**Your instructions**
Please pull out every line of the items below that contains the word "meadow" and copy each such line in full. Case counts.

**Extracted entries**
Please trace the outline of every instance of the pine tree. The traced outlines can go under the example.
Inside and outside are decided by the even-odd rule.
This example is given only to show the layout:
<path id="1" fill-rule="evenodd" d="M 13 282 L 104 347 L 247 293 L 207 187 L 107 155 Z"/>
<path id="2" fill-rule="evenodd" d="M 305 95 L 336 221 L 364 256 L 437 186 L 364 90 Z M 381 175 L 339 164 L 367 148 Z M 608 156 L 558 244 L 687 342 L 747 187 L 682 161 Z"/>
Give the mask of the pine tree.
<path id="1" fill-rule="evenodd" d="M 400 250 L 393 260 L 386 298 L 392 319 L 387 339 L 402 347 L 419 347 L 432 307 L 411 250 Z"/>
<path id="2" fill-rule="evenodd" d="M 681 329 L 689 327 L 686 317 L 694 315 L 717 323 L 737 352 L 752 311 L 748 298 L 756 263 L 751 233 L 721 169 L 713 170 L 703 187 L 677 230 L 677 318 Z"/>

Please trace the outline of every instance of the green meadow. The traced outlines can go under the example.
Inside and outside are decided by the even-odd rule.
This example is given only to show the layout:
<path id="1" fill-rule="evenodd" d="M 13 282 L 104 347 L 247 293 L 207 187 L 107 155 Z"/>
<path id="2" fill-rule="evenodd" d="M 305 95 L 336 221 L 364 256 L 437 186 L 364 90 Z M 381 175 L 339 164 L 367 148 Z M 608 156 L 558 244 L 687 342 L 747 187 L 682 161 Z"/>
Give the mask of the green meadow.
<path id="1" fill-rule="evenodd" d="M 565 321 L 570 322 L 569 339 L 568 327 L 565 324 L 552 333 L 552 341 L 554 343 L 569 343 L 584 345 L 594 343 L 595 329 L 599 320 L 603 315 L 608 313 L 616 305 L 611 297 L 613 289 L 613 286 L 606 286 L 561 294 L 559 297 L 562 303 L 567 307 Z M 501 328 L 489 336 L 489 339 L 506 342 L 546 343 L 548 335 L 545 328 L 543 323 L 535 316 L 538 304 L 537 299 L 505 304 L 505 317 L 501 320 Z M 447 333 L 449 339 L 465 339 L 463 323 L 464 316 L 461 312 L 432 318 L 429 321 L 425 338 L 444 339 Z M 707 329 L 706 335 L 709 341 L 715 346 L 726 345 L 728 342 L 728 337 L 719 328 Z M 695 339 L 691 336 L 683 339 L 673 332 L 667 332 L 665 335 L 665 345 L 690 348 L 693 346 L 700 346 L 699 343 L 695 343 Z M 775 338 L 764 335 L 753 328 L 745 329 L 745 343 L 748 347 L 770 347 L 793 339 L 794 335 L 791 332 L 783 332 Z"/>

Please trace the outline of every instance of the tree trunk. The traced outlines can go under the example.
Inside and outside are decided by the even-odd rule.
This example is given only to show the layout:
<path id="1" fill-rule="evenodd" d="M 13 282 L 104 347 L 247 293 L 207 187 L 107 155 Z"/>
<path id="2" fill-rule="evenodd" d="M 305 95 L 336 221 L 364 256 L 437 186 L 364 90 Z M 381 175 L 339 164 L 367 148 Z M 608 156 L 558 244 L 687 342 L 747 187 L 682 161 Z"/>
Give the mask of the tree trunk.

**Complete answer**
Please trace the outline of every instance of the green meadow. The traced outlines can go under the example.
Give the mask of the green meadow.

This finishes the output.